• [The problem]:
Reproduce all records verbatim.

• [Provided data]:
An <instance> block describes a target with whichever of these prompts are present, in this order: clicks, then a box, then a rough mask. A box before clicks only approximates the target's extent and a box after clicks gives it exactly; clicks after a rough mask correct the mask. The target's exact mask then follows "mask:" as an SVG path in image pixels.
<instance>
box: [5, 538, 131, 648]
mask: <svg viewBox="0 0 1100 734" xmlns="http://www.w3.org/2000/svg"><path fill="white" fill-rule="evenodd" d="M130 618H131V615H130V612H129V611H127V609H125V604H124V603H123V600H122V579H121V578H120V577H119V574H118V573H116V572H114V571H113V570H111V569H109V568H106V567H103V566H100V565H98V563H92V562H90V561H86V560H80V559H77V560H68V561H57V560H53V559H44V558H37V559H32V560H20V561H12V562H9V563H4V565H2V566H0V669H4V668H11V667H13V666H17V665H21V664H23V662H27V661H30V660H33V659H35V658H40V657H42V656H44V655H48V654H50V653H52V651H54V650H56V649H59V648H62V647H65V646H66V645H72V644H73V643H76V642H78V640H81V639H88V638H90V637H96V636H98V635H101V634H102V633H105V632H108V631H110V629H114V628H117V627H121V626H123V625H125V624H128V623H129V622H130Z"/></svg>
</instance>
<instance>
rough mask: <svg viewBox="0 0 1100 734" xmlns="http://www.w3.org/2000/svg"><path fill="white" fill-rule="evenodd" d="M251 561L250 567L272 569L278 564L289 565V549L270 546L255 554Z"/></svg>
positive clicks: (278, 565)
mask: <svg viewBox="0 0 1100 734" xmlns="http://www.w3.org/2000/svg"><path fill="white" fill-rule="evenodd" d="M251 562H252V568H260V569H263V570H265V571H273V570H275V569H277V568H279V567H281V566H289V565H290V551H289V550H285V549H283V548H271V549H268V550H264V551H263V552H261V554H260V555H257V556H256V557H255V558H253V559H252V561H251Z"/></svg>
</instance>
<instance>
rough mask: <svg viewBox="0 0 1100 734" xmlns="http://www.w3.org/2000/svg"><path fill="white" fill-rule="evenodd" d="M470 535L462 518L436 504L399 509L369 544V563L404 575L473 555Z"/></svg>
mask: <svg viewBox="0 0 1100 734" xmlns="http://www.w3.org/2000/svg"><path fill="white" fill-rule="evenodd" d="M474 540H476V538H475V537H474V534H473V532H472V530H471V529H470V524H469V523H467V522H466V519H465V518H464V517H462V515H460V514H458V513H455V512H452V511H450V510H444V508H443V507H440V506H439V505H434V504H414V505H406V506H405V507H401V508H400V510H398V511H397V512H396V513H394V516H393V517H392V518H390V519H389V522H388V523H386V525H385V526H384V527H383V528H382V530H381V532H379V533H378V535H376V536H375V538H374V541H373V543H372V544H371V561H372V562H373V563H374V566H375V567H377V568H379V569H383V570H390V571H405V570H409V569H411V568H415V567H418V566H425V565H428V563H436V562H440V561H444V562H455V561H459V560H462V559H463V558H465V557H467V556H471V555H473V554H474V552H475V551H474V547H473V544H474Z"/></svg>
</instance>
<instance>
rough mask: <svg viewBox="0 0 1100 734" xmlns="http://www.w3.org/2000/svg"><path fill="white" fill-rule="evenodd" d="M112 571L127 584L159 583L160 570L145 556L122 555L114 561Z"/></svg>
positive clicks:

• [Exercise response]:
An <instance> block describes a target with whichever of these prompts are present, in this order: clicks, then a box, then a rough mask. A box before clicks only approximates the target's extent and a box after clicks gives it exactly; clicks after a rough mask correct the mask. The target's exact mask then follows "mask:" as an SVG path in image pixels.
<instance>
box: [5, 538, 131, 648]
mask: <svg viewBox="0 0 1100 734" xmlns="http://www.w3.org/2000/svg"><path fill="white" fill-rule="evenodd" d="M130 618H131V615H130V612H129V611H127V609H125V604H124V603H123V600H122V579H121V578H120V577H119V574H118V573H116V572H114V571H113V570H111V569H109V568H106V567H103V566H100V565H98V563H92V562H90V561H86V560H80V559H77V560H68V561H57V560H53V559H44V558H37V559H32V560H20V561H12V562H9V563H4V565H2V566H0V669H4V668H11V667H13V666H17V665H21V664H23V662H27V661H30V660H33V659H35V658H40V657H42V656H44V655H48V654H50V653H52V651H54V650H56V649H59V648H62V647H65V646H66V645H72V644H73V643H76V642H78V640H81V639H88V638H90V637H96V636H98V635H101V634H102V633H105V632H108V631H110V629H114V628H117V627H121V626H123V625H125V624H128V623H129V622H130Z"/></svg>
</instance>
<instance>
rough mask: <svg viewBox="0 0 1100 734" xmlns="http://www.w3.org/2000/svg"><path fill="white" fill-rule="evenodd" d="M251 561L250 567L272 569L278 564L289 565V549L270 546L255 554Z"/></svg>
positive clicks: (278, 565)
mask: <svg viewBox="0 0 1100 734" xmlns="http://www.w3.org/2000/svg"><path fill="white" fill-rule="evenodd" d="M251 562H252V568H260V569H263V570H265V571H273V570H275V569H277V568H279V567H281V566H289V565H290V551H289V550H285V549H283V548H271V549H268V550H264V551H263V552H261V554H260V555H257V556H256V557H255V558H253V559H252V561H251Z"/></svg>
</instance>
<instance>
rough mask: <svg viewBox="0 0 1100 734" xmlns="http://www.w3.org/2000/svg"><path fill="white" fill-rule="evenodd" d="M470 535L462 518L436 504L399 509L369 544V563L404 575L473 555Z"/></svg>
mask: <svg viewBox="0 0 1100 734" xmlns="http://www.w3.org/2000/svg"><path fill="white" fill-rule="evenodd" d="M474 540H476V538H475V537H474V534H473V532H472V530H471V529H470V524H469V523H467V522H466V519H465V518H464V517H462V515H460V514H458V513H455V512H452V511H450V510H444V508H443V507H440V506H439V505H434V504H414V505H406V506H405V507H401V508H400V510H398V511H397V512H396V513H394V516H393V517H392V518H390V519H389V522H388V523H386V525H385V526H384V527H383V528H382V530H381V532H379V533H378V535H376V536H375V538H374V541H373V543H372V544H371V561H372V562H373V563H374V566H375V567H377V568H379V569H383V570H390V571H405V570H409V569H411V568H415V567H418V566H425V565H428V563H436V562H440V561H444V562H455V561H459V560H462V559H463V558H465V557H467V556H471V555H473V554H474V552H475V551H474V547H473V544H474Z"/></svg>
</instance>
<instance>
rough mask: <svg viewBox="0 0 1100 734" xmlns="http://www.w3.org/2000/svg"><path fill="white" fill-rule="evenodd" d="M112 571L127 584L159 583L160 570L145 556L122 555L114 561Z"/></svg>
positive clicks:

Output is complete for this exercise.